== JOB ==
Pick up the pull request thread on host provisioning changes where it stops and continue it.

== PAGE TEXT ==
--- Start ---
When the provisioner could write to the Host's Status subresource and expect it to be persisted, we had to always treat a Dirty flag returned from the provisioner as indicating that the Status was dirty and required a write. (Oddly this meant the Dirty flag was treated with almost the inverse of its intended meaning: when it was returned true the Status was rarely actually dirty, while when it was false the action was complete which always requires a write.) Now that provisioners are no longer allowed to write to the Status, we only need to request a write when the controller has updated the Status. Add a new actionUpdate to cover the couple of cases that are not already covered by actionComplete, and those where ClearError() returns dirty. The actionUpdate type comprises actionContinue so that type checks for the latter handle it correctly. Make actionContinue return false from the Dirty() method, meaning that it will not cause a write to the k8s API. The actionContinueNoWrite type is removed, since it would now be identical to actionContinue. (cherry picked from commit 3102c74) Signed-off-by: Honza Pokorny <honza@redhat.com>

All of the action<StateName>() methods of the reconciler are the handlers used by the host state machine to carry out the action in the current provisioning state, except for actionRegistering(). actionRegistering() is called in every state (by the state machine's ensureRegistered() method) prior to calling the action method for the current state. Rename actionRegistering() to registerHost() to eliminate the implication that it is an action specific to the Registering state. Simplify the return handling by returning nil when validating management access succeeded and there were no changes required to the Status, since this is what we want to return from ensureRegistered() (indicating no need to return early before executing the state's action method). This will occur both in general operation when there is no re-registration required, and also potentially at the conclusion of a re-registration where there was no credentials change and errors had already been cleared (by a previous invocation that returned actionUpdate). At the conclusion of a registration where changes need to be written to the Status, e.g. by clearing a previous error state or updating the known good credentials, actionComplete is returned. This is later translated to actionUpdate by ensureRegistered(). This enables that scenario to be distinguished from that of a change needing to be written while registration is still in progress, which results in actionUpdate. This means there is no longer a need in ensureRegistered() to guess when the registerHost() method might have resulted in a change to the Status. (cherry picked from commit 98d7131) Signed-off-by: Honza Pokorny <honza@redhat.com>

If provisioning fails and the node ends up in the deploy failed state, we try to recover by deprovisioning. That would work better if we actually handled deploy failed in Deprovision(). (cherry picked from commit a308ddf) Signed-off-by: Honza Pokorny <honza@redhat.com>

In the deprovisioning state, calling Adopt() on a freshly-reregistered host will fail if we didn't previously complete provisioning because there will be no image data stored in the status to pass to the node for adoption. Only call Adopt() if the previous provisioning completed and recorded the requisite image data. If the node has just been re-registered, it will be in the manageable state anyway, and thus will still get cleaned before it is next provisioned. (cherry picked from commit 24ba8a0) Signed-off-by: Honza Pokorny <honza@redhat.com>

Currently when adoption fails, we use RegistrationError but this gets cleared any time registration succeeds. We need a separate signal for adoption failure, which allows us to force retry the adoption again. This adds a new AdoptionError, and ensures that if registration succeeds we don't clear an AdoptionError. Co-authored-by: Andrea Fasano <afasano@redhat.com> (cherry picked from commit a10a2ad) Signed-off-by: Honza Pokorny <honza@redhat.com>

openshift-ci-robot · 2021-02-24T15:51:47Z

@honza: No Bugzilla bug is referenced in the title of this pull request.
--- End ---
== Rows of box annotation data ==
--- Start ---
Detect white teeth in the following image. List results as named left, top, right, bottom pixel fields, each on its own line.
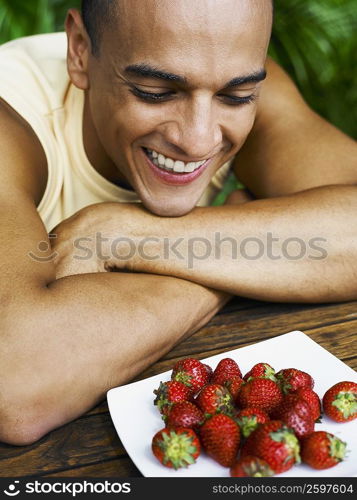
left=174, top=160, right=185, bottom=174
left=157, top=155, right=166, bottom=166
left=165, top=158, right=175, bottom=170
left=146, top=149, right=207, bottom=174
left=185, top=161, right=196, bottom=172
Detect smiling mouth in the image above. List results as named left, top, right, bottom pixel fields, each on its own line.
left=143, top=148, right=209, bottom=174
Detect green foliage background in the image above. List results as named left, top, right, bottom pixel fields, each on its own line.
left=0, top=0, right=357, bottom=138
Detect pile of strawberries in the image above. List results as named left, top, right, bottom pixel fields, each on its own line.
left=152, top=358, right=357, bottom=477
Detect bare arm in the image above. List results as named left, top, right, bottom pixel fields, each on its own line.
left=0, top=102, right=227, bottom=445
left=71, top=186, right=357, bottom=302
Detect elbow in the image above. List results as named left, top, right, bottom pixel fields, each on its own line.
left=0, top=394, right=48, bottom=446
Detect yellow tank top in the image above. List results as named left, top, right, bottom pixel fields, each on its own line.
left=0, top=33, right=230, bottom=232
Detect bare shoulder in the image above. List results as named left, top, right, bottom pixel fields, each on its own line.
left=234, top=59, right=357, bottom=197
left=0, top=99, right=47, bottom=205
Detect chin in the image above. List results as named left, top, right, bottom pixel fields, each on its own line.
left=142, top=200, right=196, bottom=217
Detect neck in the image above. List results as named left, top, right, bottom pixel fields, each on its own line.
left=83, top=92, right=131, bottom=189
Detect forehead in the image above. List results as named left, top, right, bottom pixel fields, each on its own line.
left=103, top=0, right=271, bottom=84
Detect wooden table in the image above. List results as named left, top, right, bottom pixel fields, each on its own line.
left=0, top=298, right=357, bottom=477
--- End ---
== REPLY TO THE EXERCISE ==
To reference a bug, add 'Bug XXX:' to the title of this pull request and request another bug refresh with /bugzilla refresh.

In response to this:

Backport ensure adoption is retried upon failure

Instructions for interacting with me using PR comments are available here. If you have questions or suggestions related to my behavior, please file an issue against the kubernetes/test-infra repository.

openshift-ci-robot · 2021-02-24T15:53:56Z

@honza: This pull request references Bugzilla bug 1905577, which is invalid:

expected the bug to target the "4.7.0" release, but it targets "4.8.0" instead
expected Bugzilla bug 1905577 to depend on a bug targeting a release in 4.8.0 and in one of the following states: MODIFIED, VERIFIED, but no dependents were found

Comment /bugzilla refresh to re-evaluate validity if changes to the Bugzilla bug are made, or edit the title of this pull request to link to a different bug.

In response to this:

Bug 1905577: Backport ensure adoption is retried upon failure

Instructions for interacting with me using PR comments are available here. If you have questions or suggestions related to my behavior, please file an issue against the kubernetes/test-infra repository.

stbenjam · 2021-02-24T15:55:53Z

/bugzilla refresh

openshift-ci-robot · 2021-02-24T15:55:56Z

@stbenjam: This pull request references Bugzilla bug 1905577, which is invalid:

expected the bug to target the "4.7.0" release, but it targets "4.7.z" instead
expected Bugzilla bug 1905577 to depend on a bug targeting a release in 4.8.0 and in one of the following states: MODIFIED, VERIFIED, but no dependents were found

Comment /bugzilla refresh to re-evaluate validity if changes to the Bugzilla bug are made, or edit the title of this pull request to link to a different bug.

In response to this:

/bugzilla refresh

Instructions for interacting with me using PR comments are available here. If you have questions or suggestions related to my behavior, please file an issue against the kubernetes/test-infra repository.

stbenjam · 2021-02-24T16:09:46Z

/retitle Bug 1932452: Backport ensure adoption is retried upon failure

stbenjam · 2021-02-24T16:10:25Z

/retitle Bug 1932452: Backport ensure adoption is retried upon failure

openshift-ci-robot · 2021-02-24T16:10:42Z

@honza: This pull request references Bugzilla bug 1932452, which is invalid:

expected the bug to target the "4.7.0" release, but it targets "4.7.z" instead

Comment /bugzilla refresh to re-evaluate validity if changes to the Bugzilla bug are made, or edit the title of this pull request to link to a different bug.

In response to this:

Bug 1932452: Backport ensure adoption is retried upon failure

Instructions for interacting with me using PR comments are available here. If you have questions or suggestions related to my behavior, please file an issue against the kubernetes/test-infra repository.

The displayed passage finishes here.